● **Excerpted passage**:
◆ ◆ ◆

From: "Karlsson, Magnus" <magnus.karlsson@intel.com>
To: Jesper Dangaard Brouer <jbrouer@redhat.com>,
"Desouza, Ederson" <ederson.desouza@intel.com>
Cc: "brouer@redhat.com" <brouer@redhat.com>,
"xdp-hints@xdp-project.net" <xdp-hints@xdp-project.net>,
Eelco Chaudron <echaudro@redhat.com>,
Andrii Nakryiko <andrii@kernel.org>,
"Fijalkowski, Maciej" <maciej.fijalkowski@intel.com>,
"Burakov, Anatoly" <anatoly.burakov@intel.com>
Subject: [xdp-hints] Re: XDP-hints via local BTF info
Date: Wed, 17 Nov 2021 20:07:12 +0000 [thread overview]
Message-ID: <MW3PR11MB4602E58178E7419934505308F79A9@MW3PR11MB4602.namprd11.prod.outlook.com> (raw)
In-Reply-To: <f2ea5784-c5b0-e7b8-422e-a677ff10589a@redhat.com>
> -----Original Message-----
> From: Jesper Dangaard Brouer <jbrouer@redhat.com>
> Sent: Wednesday, November 17, 2021 6:23 PM
> To: Desouza, Ederson <ederson.desouza@intel.com>
> Cc: brouer@redhat.com; xdp-hints@xdp-project.net; Eelco Chaudron
> <echaudro@redhat.com>; Andrii Nakryiko <andrii@kernel.org>
> Subject: [xdp-hints] XDP-hints via local BTF info
>
> Hi Ederson and others,
>
> I've coded up an XDP + AF_XDP application[1] that creates and shares XDP-
> hints via BTF from XDP-prog to AF_XDP.
>
> As explained in README[2] file, API for decoding the BTF data-structures in
> userspace have been placed into separate files lib_xsk_extend.c and
> lib_xsk_extend.h.
> The API is based on what Ederson proposed[3], but I have heavily modified
> the API while using it in the AF_XDP app. I've kept the hashmap optimization
> for now, but ended-up not using it... so I will propose removing it(?).
> My hope is we can discuss and mature the API together, before proposing
> the API to be included in either libbpf or libxdp.
>
> Notice no kernel changes required. Everything works today with what BTF
> info are provided in the BPF ELF-object file.
> Later, we want to extend the NIC drivers with the same kind of BTF info that
> describe the metadata area (our XDP-hints). For now, AF_XDP userspace will
> instead get the BTF-info from decoding the ELF-object file. Thus, for now the
> XDP BPF-prog will be the creator/provider of the XDP-hints layout.
>
> The requirement for being a valid XDP-hints data-struct is that the last
> member in the struct is named "btf_id" and have size 4 bytes (32-bit).
> With BTF the struct "string" names and member names becomes important,
> and is something that userspace will be "searching" for, to establish if a
> driver/BPF-prog provide a specific XDP-hints data structure.
> There is no restriction on what the XDP-hints struct should be named, but we
> might want some conversions when added this to the kernel drivers.

◆ ◆ ◆

● **Dataset extract**:
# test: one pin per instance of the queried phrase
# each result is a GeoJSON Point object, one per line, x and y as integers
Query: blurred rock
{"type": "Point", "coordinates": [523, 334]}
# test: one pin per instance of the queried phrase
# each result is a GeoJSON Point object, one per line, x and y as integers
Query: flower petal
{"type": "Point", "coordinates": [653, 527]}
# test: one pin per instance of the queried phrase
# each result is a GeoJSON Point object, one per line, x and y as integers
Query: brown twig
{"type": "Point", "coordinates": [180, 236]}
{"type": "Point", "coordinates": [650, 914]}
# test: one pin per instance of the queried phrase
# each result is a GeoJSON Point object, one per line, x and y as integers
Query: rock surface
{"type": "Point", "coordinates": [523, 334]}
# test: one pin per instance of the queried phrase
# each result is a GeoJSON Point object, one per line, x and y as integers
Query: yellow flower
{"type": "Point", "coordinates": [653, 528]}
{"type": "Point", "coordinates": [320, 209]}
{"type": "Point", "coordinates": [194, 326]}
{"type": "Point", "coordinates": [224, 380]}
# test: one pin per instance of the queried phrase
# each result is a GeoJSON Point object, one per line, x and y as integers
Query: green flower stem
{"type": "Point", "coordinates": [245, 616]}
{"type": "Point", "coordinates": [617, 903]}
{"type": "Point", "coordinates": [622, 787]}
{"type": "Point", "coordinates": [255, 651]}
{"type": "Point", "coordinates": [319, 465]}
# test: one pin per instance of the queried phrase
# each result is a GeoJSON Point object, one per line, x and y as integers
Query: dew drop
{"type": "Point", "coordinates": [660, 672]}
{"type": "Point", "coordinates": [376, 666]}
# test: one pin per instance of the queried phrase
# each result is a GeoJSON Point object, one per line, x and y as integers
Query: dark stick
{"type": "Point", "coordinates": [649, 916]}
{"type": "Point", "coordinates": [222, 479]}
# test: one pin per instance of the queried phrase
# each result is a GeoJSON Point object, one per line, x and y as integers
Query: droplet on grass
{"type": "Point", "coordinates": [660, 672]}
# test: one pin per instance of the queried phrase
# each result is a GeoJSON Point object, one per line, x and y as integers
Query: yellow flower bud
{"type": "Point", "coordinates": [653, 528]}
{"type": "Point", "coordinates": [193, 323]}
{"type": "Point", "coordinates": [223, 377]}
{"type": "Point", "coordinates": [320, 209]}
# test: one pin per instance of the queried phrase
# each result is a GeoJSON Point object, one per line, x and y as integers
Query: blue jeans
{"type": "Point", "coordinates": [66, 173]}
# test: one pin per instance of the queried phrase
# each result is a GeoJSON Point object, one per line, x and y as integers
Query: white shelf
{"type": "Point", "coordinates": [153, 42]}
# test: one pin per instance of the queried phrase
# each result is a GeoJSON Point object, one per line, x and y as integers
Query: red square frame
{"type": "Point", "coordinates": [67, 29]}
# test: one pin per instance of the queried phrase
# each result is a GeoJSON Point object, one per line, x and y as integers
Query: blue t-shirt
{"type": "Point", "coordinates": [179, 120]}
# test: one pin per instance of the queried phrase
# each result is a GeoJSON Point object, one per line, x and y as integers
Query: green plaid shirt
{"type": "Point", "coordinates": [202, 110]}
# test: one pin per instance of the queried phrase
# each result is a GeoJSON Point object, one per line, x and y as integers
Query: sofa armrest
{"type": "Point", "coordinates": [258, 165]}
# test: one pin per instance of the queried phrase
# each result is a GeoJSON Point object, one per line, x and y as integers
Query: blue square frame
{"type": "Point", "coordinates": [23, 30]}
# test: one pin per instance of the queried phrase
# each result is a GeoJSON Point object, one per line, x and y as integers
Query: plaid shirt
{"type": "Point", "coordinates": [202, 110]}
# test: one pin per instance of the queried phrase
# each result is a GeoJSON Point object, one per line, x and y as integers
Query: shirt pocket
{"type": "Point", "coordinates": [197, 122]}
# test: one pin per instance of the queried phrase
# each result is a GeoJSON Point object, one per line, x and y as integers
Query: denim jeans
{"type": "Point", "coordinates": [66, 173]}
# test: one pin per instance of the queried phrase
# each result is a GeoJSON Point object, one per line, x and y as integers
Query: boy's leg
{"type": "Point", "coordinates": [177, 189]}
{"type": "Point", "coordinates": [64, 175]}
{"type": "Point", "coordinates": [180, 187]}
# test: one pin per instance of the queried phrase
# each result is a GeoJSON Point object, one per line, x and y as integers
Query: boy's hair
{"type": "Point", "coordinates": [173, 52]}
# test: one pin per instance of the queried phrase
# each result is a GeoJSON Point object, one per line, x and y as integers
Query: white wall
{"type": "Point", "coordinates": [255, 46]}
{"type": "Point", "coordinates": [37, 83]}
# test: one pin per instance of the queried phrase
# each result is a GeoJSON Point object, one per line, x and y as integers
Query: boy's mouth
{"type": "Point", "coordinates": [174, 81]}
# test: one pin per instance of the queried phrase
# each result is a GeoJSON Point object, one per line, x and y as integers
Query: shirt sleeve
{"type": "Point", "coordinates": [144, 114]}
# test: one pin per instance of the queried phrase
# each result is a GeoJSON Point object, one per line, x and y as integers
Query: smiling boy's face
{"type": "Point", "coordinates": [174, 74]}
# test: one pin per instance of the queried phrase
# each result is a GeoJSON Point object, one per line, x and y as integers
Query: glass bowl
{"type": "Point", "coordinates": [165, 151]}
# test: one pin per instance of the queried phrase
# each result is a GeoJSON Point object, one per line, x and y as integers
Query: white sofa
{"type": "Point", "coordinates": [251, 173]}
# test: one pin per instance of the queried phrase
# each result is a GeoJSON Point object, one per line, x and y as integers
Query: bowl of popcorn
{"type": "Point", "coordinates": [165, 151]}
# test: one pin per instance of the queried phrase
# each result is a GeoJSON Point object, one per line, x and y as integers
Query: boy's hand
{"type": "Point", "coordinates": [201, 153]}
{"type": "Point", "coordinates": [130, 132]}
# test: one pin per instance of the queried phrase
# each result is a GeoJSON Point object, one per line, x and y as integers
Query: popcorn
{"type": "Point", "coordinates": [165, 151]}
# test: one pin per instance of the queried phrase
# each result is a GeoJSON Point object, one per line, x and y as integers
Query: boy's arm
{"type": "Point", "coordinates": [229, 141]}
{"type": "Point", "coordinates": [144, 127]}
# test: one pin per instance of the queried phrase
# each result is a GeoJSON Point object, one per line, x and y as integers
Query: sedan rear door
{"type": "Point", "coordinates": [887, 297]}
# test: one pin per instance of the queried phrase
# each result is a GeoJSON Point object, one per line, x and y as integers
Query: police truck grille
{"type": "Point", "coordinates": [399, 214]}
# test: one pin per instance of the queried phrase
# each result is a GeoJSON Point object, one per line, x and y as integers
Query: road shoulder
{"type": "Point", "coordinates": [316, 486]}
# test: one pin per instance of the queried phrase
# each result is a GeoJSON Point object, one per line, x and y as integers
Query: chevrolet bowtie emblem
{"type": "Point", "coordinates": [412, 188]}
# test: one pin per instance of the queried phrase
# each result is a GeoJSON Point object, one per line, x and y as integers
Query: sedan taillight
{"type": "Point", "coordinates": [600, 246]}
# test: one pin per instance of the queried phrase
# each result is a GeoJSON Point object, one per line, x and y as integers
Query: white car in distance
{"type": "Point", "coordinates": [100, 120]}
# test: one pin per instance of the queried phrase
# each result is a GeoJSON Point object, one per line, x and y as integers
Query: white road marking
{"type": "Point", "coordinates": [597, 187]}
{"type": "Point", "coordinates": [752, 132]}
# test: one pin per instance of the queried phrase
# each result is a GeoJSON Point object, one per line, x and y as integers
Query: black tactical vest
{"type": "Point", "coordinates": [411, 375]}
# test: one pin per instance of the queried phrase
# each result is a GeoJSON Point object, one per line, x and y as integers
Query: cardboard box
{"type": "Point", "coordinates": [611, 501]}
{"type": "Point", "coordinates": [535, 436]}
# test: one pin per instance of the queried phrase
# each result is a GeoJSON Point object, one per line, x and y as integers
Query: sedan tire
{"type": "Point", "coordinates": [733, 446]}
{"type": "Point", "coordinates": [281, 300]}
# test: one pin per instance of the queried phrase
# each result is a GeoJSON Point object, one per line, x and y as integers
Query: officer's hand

◆ ◆ ◆

● **Directions**:
a) In the XDP-hints email, what must the last member of a valid XDP-hints struct be named, and what size must it be?
b) Write the next part of the XDP-hints email, picking up after its final sentence.
You won't need the records for this.

● **Task responses**:
a) It must be named "btf_id" and be 4 bytes (32-bit).

b)
>
> Open to feedback,
> -Jesper
Thanks Jesper for all of this! Good to see some concrete code. Will go through it in detail in the coming days.
One thing though that worries me with all the approaches so far is that they are kernel-centric in the way that it is the kernel that decides were to put things and in some proposals what to put there. I would like to turn this around and produce a scheme that is user-space centric i.e., the application decides what it needs and where it wants it, because it only knows this, not the kernel. Your proposal has some of these properties (from my brief glancing over it), but not all.
Together with Maciej and Anatoly, I have been toying with how to accomplish this, but it is early days so warning for some serious handwaving. Will produce some code to see if it is possible at all. One drawback with having it completely flexible and letting user-space decide is the complexity implementing this in the driver/kernel. But is this not why we have eBPF for in the first place? Maybe it can come to the rescue here.
So the high level idea is the following:
User-space load an XDP program. It can look something like this skipping a lot of stuff, but hopefully understandable anyway:
int my_xdp_prog(struct xdp_buff *ctx)
{
/* If passing something to AF_XDP */
meta->rx_timestamp = bpf_xdp_get_metadata(RX_TIMESTAMP);
/* If just using in the XDP program, there is no need to store this in the metadata area thus saving one whole cache miss! */
my_local_var = bpf_xdp_get_metadata(VLAN_ID);
use my_local_var in some way;
return SOMETHING;
}
The key feature here is that bpf_xdp_get_metadata() will actually go and fetch this from the HW, by calling a small callback function in the driver that reads for example rx_timestamp from the HW and returns it to the XDP program. This is clearly not possible today and would require new plumbing, if it is even possible to implement this. But let us leave aside the implementation for now and just focus on the benefit this (or something like it) could provide compared to a kernel-centric approach.
* User-space can completely control where to put data and what it puts there. Think of producing the structure you want in user space directly without having to copy things around. You could for example produce a DPDK mbuf, or the VPP, Surikata equivalent directly. Would save a lot of cycles.
* No need for a metadata enablement interface. eBPF could find this out by just parsing the XDP program and enable the used metadata features in the HW by calling enable/disable metadata functions in the driver.
* No reason to expose BTFs to user-space. Makes it a lot simpler. Actually, no need to use them in the driver either.
* We do not have to use the metadata area unless it is actually needed. In the case of AF_XDP, we have to write it there, but local use in XDP does not. You would save one cache miss per packet right there.
* We get away from non-scalable driver implementations such as:
If (metadata_a_enabled)
meta->a = Read_metadata_a();
If (metadata_b_enabled)
meta->b = Read_metadata_b();
If (metadata_c_enabled)
meta->c = Read_metadata_c();
and so on for many entries.....
Or even worse:
meta->a = Read_metadata_b();
meta->b = Read_metadata_a();
meta->c = Read_metadata_c();
and so on....
The last one would kill performance any day. Even the first one is shunned in DPDK for performance reasons.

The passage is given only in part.